## To be done
Here are some entries; quote each one exactly.

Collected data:
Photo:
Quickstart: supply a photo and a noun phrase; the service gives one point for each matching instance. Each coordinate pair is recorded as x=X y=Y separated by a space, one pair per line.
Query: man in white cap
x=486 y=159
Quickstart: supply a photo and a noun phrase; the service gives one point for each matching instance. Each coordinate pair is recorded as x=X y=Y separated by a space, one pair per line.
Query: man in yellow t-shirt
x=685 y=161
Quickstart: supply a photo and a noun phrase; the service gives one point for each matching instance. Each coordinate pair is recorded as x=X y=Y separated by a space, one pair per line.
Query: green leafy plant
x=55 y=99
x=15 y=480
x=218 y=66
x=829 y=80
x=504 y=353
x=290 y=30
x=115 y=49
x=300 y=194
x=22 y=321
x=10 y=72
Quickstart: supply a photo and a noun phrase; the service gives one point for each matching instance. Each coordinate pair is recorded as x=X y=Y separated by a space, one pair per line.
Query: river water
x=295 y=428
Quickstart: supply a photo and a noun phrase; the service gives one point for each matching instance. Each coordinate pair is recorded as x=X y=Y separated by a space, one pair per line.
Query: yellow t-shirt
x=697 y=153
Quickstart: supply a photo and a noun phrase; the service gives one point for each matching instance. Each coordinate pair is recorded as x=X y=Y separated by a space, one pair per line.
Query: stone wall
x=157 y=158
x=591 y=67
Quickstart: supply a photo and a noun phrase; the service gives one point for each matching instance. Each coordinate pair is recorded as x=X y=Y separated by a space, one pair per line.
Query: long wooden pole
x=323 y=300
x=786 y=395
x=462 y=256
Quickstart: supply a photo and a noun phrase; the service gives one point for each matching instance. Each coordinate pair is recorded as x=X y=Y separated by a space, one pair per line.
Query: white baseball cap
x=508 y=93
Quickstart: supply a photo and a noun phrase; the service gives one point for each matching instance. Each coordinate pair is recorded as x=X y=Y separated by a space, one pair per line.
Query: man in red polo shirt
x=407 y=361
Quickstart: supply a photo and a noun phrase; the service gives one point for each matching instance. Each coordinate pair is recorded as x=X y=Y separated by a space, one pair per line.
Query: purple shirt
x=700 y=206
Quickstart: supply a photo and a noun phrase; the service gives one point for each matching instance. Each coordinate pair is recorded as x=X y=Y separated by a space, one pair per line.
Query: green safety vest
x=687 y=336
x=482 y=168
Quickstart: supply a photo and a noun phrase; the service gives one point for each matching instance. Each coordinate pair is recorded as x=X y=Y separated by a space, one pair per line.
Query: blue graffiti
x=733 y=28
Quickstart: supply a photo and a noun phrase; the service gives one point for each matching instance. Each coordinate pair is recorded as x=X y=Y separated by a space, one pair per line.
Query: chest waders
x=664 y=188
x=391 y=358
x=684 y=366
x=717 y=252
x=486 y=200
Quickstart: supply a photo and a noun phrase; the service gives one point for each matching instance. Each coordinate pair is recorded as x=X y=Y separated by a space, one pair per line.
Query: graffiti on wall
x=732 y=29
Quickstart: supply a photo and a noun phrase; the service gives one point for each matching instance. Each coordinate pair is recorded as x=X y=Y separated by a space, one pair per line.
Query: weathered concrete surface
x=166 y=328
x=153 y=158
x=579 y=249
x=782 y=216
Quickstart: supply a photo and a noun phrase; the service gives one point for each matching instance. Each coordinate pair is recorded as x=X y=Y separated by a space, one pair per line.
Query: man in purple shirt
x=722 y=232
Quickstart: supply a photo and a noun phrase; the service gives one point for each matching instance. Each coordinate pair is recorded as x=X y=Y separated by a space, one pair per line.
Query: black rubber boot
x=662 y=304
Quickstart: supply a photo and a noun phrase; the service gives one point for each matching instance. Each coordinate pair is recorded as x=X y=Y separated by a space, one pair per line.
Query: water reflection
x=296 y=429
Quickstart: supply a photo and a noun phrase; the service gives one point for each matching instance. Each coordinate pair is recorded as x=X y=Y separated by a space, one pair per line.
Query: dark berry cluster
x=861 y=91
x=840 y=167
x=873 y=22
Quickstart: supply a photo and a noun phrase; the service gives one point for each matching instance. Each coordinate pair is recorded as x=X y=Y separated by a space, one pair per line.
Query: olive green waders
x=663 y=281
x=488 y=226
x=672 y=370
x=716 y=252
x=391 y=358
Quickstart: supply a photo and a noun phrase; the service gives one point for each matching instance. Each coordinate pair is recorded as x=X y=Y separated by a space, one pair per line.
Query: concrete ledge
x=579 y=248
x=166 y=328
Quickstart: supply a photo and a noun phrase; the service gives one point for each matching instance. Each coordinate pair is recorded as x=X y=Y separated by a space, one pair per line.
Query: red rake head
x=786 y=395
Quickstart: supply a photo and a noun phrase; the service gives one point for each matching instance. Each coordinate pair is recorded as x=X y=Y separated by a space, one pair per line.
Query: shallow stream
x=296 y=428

## Output below
Photo:
Quickstart: supply a photo and a noun phrase; the service gives one point for each matching instance. Each coordinate pair is recorded as x=X y=Y separated by a space, one pair per line.
Query: man in white cap
x=486 y=159
Quickstart: supply a photo and a noun phrase; the service gives one point for each matching instance. Each coordinate pair is recorded as x=X y=Y separated by a space, one pair per line.
Query: man in yellow t-shirt
x=685 y=161
Quickstart: supply a photo and a noun phrase; the service gives one point for each matching instance. Each coordinate pair is recorded as x=X y=Y separated by a space, one pair per line.
Query: green leafy plant
x=55 y=99
x=15 y=480
x=218 y=66
x=829 y=80
x=504 y=353
x=290 y=30
x=115 y=49
x=300 y=194
x=22 y=321
x=10 y=72
Quickstart: supply a photo and a noun phrase; the service gives one point for each matching instance. Each coordinate pair is recorded as x=X y=Y separated by a space, one pair per line.
Query: river water
x=295 y=428
Quickstart: supply a photo and a noun phrase; the service gives one point for each matching instance. Each coordinate pair is recorded as x=X y=Y separated by a space, one pair per line.
Query: yellow t-shirt
x=697 y=153
Quickstart: supply a photo and a noun phrase; the service gives one point for each matching instance. Each coordinate pair is recorded as x=X y=Y separated by a space, one pair per line.
Query: stone wall
x=157 y=158
x=591 y=67
Quickstart: supply a photo and a noun phrase; the service gives one point for each matching instance. Each coordinate pair is recorded as x=X y=Y separated by a space, one pair per line.
Query: long wooden pole
x=323 y=300
x=786 y=395
x=462 y=256
Quickstart: supply a photo and a noun phrase; the service gives one point for each matching instance. Each coordinate pair is recorded as x=X y=Y separated by a space, one pair per line.
Query: white baseball cap
x=508 y=93
Quickstart: supply a photo and a noun phrase; the service gives one point for each matching instance. Each coordinate pair is recorded as x=X y=Y separated by a space, one pair per line.
Query: man in red polo shirt
x=407 y=361
Quickstart: supply a photo and a noun phrase; the service gives one point for each matching instance. Each coordinate pair is recorded as x=X y=Y separated by a space, one pair per line.
Query: purple shirt
x=700 y=206
Quickstart: supply a photo and a noun phrase; the service gives one point for each matching instance. Each coordinate pair is recorded as x=X y=Y separated by a space, one pair per line.
Query: green safety vest
x=687 y=336
x=482 y=168
Quickstart: supply a photo and a noun phrase; the service gives one point for each matching instance. Each coordinate pair is recorded as x=X y=Y separated by a space, one pair per line.
Query: blue graffiti
x=733 y=28
Quickstart: supply a photo and a noun phrase; the service gives one point for each matching instance. Each coordinate pair is recorded as x=X y=Y separated by a space, one pair per line.
Query: chest waders
x=664 y=188
x=391 y=358
x=684 y=366
x=717 y=252
x=486 y=200
Quickstart: supply a photo and a noun phrase; the service gives one point for each matching instance. Each coordinate pair is recorded as x=X y=Y separated by a space, one pair per line.
Query: graffiti on wall
x=732 y=29
Quickstart: supply a photo and a noun phrase; the service gives one point for each matching instance. Each coordinate pair is recorded as x=X y=Y separated by a space, one pair per line.
Query: weathered concrete surface
x=166 y=328
x=153 y=158
x=579 y=249
x=782 y=216
Quickstart: supply a photo and a noun phrase; the service gives one point for each matching instance. Each coordinate pair is recorded as x=X y=Y separated by a space, one pair per line.
Query: man in purple shirt
x=722 y=232
Quickstart: supply a photo and a noun phrase; the service gives one point for each matching instance. Each coordinate pair is recorded as x=X y=Y separated by a space, one pair per line.
Query: black rubber boot
x=662 y=304
Quickstart: supply a photo and a noun phrase; the service gives one point for each matching instance. Each coordinate pair is recorded as x=X y=Y separated by a space, one pair per line.
Query: water reflection
x=296 y=429
Quickstart: supply a photo and a noun phrase; the service gives one point for each matching instance. Each coordinate pair is recorded as x=X y=Y separated by a space, one pair per line.
Query: dark berry cluster
x=861 y=91
x=840 y=167
x=873 y=22
Quickstart: supply a photo and a noun phrase; the service gives one point for each matching instance. Each coordinate pair is recorded as x=X y=Y separated by a space, one pair per line.
Query: olive green waders
x=663 y=281
x=488 y=226
x=672 y=370
x=716 y=252
x=391 y=358
Quickstart: supply a photo and a noun phrase; the service gives one point for each matching instance. Each coordinate pair is recorded as x=X y=Y separated by a space, one pair per line.
Query: concrete ledge
x=579 y=248
x=166 y=328
Quickstart: supply a photo and a noun phrase; the service gives one point for each matching instance. Each coordinate pair is recorded as x=X y=Y separated by a space, one pair per line.
Query: red rake head
x=786 y=395
Quickstart: supply a photo and a noun phrase; the service gives one point for each matching instance. Each coordinate pair is recorded as x=X y=Y separated by a space, one pair per line.
Query: shallow stream
x=296 y=428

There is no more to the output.